[Dataset entries — start]

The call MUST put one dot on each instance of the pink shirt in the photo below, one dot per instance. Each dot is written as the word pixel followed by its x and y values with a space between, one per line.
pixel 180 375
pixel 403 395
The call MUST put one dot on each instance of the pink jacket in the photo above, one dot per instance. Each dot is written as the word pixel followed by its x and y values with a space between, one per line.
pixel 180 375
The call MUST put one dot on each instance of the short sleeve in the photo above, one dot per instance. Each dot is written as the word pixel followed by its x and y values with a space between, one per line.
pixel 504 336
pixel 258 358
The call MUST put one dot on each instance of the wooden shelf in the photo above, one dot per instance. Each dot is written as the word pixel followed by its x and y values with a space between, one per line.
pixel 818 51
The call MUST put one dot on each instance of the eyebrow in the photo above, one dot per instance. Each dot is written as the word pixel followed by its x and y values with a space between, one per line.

[Dataset entries — finish]

*Exercise aim:* After reading the data above, return it verbatim in full.

*Response for this exercise:*
The call MUST put one dot on each instance of the pink shirt in the photo below, one dot per instance. Each dot is written as the word pixel followed by its x and y values with a space between, one per line.
pixel 180 375
pixel 403 395
The call MUST put one dot on each instance of the pink jacket in the photo above, one dot per instance. Each dot is written as the word pixel followed by its x and y values with a space between, one per line.
pixel 180 375
The call MUST put one dot on each instance of the short sleeve in the photo above, one dot per instance. Each dot is written as the word pixel followed by its x and y values with a space between, one per line.
pixel 504 336
pixel 258 358
The call MUST put one dot on each instance of the wooden shelf in the photo above, one dot per instance. Each dot is written as the word pixel followed by its x and y values with a space between, one per line.
pixel 818 51
The call MUST put one dot on each instance of the eyebrow in the photo above, one dot per instance. Each dot is written as the word pixel followed by its x and y values with a space between, one per line.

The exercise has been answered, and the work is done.